_WHAT NEEDS TO BE DONE_
Which lines of the items below contain the string "dome", with case counting? Pull out every such line.

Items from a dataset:
※

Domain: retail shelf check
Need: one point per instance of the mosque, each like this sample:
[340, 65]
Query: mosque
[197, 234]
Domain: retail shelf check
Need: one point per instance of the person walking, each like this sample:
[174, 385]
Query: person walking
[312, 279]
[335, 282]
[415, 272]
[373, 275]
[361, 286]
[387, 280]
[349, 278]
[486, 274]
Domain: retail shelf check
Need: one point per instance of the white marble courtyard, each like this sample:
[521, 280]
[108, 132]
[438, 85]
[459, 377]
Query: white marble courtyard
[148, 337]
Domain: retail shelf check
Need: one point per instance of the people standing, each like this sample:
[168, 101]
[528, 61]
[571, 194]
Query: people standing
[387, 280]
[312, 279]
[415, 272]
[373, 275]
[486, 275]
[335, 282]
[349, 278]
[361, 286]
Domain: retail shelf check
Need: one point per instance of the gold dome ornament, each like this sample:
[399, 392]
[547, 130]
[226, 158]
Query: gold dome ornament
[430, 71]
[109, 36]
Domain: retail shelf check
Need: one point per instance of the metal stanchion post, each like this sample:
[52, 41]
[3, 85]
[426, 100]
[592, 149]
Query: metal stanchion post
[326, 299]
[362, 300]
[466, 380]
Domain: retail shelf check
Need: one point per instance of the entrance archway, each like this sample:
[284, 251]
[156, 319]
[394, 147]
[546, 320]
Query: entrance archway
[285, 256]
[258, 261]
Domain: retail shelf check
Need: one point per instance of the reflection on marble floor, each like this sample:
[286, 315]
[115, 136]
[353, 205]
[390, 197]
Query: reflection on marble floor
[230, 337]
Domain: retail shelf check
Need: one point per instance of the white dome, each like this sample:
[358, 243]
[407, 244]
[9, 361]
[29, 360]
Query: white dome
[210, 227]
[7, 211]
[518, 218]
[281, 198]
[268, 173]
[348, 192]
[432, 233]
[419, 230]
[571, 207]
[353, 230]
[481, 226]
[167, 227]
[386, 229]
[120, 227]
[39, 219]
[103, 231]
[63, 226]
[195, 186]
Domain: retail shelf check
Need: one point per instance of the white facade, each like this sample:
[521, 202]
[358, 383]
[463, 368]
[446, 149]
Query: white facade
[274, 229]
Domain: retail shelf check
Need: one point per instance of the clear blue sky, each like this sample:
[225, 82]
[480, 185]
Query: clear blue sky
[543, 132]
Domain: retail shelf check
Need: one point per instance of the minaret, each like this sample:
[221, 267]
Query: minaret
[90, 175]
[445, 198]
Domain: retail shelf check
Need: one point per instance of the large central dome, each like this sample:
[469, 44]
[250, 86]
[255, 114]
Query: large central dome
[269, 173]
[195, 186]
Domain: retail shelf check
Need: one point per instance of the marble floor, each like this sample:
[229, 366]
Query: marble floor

※

_COMPLETED TASK_
Need: one point per instance of the gold dome ornament, each like this sample:
Query: gold dome ornament
Need: one point per instance of the white dome, each like this sample:
Query: white dome
Need: one point per instance of the large central dome, each like this sample:
Query: large central dome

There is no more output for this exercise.